In July, Dr. Daniel Goleman presented Altered Traits: Science Reveals How Meditation Transforms Mind, Body, and Brain. Dr. Goleman is an author, psychologist, and science journalist. For 12 years, he wrote for the New York Times, reporting on the brain and behavioral sciences. He is probably best known for his books on emotional intelligence. He has recently written a book with the Dalai Lama, A Force for Good.

On August 10, award-winning science journalist Peter Brannen, presented his new book, The Ends of the World: Volcanic Apocalypses, Lethal Oceans, and our Quest to Understand Earths Past Mass Extinctions. As new, groundbreaking research suggests that climate change played a major role in the most extreme catastrophes in the planets history, Peter took us on a wild ride through the planets five mass extinctions and, in the process, offered us a glimpse of our increasingly dangerous future.

On August 17, Donald Berwick, MD, MPP FRCP, president emeritus and senior fellow, Institute for Healthcare Improvement, and former administrator of the Centers for Medicare and Medicaid Services, spoke about Health Care as it Should Be. A pediatrician, Dr. Berwick has served on the faculty of the Harvard Medical School and Harvard School of Public Health, and on the staff of Bostons Childrens Hospital Medical Center.

On Thursday, August 24, at 7 pm, Dr. Henry Kriegsteins subject will be Digging for Dinosaurs in the Badlands. Dr. Kriegstein will describe his passion for paleontology, organizing private digs in the Dakotas, Wyoming, and Montana, and collecting dinosaur fossils. One fossil, which Dr. Kriegstein bought from a collector in Tucson, turned out to be a completely new, previously undiscovered mini T.rex, now named Raptorex kriegsteini. Every summer, Dr. Kriegstein returns to the Badlands and continues his search for fossils. He considers it a philosophical perspective on the mystery of life and the beauty of the mineral-laced fossils.

▶ [MATERIAL SHOWN]:
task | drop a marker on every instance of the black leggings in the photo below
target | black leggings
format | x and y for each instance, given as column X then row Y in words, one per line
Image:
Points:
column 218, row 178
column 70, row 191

▶ [WORK REQUEST A]:
Turn the excerpt's paragraph beginning "In July, Dr. Daniel Goleman" into a bulleted list that keeps its main facts.
▶ [WORK REQUEST B]:
Echo the excerpt word for word between "On August 10, award-winning" and "increasingly dangerous future.", inclusive.
The material after the excerpt is separate from it.

▶ [RESPONSE AREA A]:
- Event: In July, Dr. Daniel Goleman presented Altered Traits: Science Reveals How Meditation Transforms Mind, Body, and Brain.
- Background: He is an author, psychologist, and science journalist.
- Journalism: For 12 years, he reported on the brain and behavioral sciences for the New York Times.
- Reputation: He is probably best known for his books on emotional intelligence.
- Recent work: He recently wrote A Force for Good with the Dalai Lama.

▶ [RESPONSE AREA B]:
On August 10, award-winning science journalist Peter Brannen, presented his new book, The Ends of the World: Volcanic Apocalypses, Lethal Oceans, and our Quest to Understand Earths Past Mass Extinctions. As new, groundbreaking research suggests that climate change played a major role in the most extreme catastrophes in the planets history, Peter took us on a wild ride through the planets five mass extinctions and, in the process, offered us a glimpse of our increasingly dangerous future.